__What you are asked to do__
Print the lines in the listing below that fall between the line with "Below is the input image." and the line with "Textual query: electrical outlet", those two lines included, exactly as they stand and with nothing else.

__Data__
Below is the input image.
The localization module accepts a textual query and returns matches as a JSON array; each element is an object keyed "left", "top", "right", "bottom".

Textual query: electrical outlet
--
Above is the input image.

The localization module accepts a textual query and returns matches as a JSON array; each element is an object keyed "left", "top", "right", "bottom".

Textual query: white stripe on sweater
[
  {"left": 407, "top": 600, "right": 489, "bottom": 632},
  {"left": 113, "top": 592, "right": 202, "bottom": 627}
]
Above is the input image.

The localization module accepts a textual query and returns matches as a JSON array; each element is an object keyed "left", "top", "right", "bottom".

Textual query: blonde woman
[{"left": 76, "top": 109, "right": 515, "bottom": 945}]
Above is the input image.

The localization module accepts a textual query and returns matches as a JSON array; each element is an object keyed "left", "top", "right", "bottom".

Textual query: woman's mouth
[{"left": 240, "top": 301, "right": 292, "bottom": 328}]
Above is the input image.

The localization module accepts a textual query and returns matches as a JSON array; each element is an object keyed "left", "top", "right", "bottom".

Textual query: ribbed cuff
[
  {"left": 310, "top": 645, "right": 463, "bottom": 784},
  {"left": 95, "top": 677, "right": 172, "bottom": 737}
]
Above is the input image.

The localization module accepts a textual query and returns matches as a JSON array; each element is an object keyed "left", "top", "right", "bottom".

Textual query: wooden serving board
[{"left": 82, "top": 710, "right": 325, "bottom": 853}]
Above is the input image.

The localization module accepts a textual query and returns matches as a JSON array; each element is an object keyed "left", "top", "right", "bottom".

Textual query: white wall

__Solution for this task__
Below is the input image.
The localization module accepts a textual query and returns matches as a JSON array; each element is an object keyed "left", "top", "right", "bottom".

Textual query: electrical outlet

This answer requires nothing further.